**Selected extract**

I really enjoyed the hell out of this map, thought the difficulty was just right (some vets may find it a bit easy I think). :)
perfect for co-op i play in darkplaces
great map. it's definitely easier than that of the contract revoked pack (to me).
How do I get up to the gold key, floating above the circle of evil on top of the tower?
It drops when you kill the drole (normal skill). Might be broken in Darkplaces I guess.
Ah. No drole. I see what I did wrong: I put it in id1/maps instead of chapters/maps. Sigh I guess I'll start again, then.
I wonder why this lists quoth as dependency while it should probably be chapters instead.
I guess either Quoth or Chapters provide the necessary bits -- droles, for example. (Remind me, what's the history of Chapters vs. Quoth? Is the latter a generalisation of the former?)

**Record set**
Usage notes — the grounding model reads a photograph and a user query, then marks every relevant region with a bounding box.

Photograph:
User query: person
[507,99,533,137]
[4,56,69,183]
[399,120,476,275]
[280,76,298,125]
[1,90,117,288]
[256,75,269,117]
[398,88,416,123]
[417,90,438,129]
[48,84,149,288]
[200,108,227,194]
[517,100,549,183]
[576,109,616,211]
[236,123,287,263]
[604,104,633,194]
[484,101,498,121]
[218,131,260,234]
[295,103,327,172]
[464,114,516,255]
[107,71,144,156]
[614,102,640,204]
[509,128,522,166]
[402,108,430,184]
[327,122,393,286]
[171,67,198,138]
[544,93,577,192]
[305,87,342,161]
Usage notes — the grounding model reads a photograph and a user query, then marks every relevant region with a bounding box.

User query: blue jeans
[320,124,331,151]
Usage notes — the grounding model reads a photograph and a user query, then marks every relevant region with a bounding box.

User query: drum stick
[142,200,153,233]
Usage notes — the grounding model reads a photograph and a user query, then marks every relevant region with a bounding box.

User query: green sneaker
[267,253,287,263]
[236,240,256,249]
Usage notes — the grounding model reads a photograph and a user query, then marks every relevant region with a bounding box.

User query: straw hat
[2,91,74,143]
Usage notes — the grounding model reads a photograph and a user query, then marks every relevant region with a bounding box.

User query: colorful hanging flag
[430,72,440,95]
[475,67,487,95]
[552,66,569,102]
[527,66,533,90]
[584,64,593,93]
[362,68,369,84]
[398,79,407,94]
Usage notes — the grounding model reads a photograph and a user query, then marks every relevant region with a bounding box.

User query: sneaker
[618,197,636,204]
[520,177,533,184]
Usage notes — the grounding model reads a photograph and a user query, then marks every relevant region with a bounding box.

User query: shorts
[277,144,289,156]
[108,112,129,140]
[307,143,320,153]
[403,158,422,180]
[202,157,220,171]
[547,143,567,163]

**Short task**
Can you reproduce the comments on the map above, word for word and in full?

**Finished exercise**
I really enjoyed the hell out of this map, thought the difficulty was just right (some vets may find it a bit easy I think). :)
perfect for co-op i play in darkplaces
great map. it's definitely easier than that of the contract revoked pack (to me).
How do I get up to the gold key, floating above the circle of evil on top of the tower?
It drops when you kill the drole (normal skill). Might be broken in Darkplaces I guess.
Ah. No drole. I see what I did wrong: I put it in id1/maps instead of chapters/maps. Sigh I guess I'll start again, then.
I wonder why this lists quoth as dependency while it should probably be chapters instead.
I guess either Quoth or Chapters provide the necessary bits -- droles, for example. (Remind me, what's the history of Chapters vs. Quoth? Is the latter a generalisation of the former?)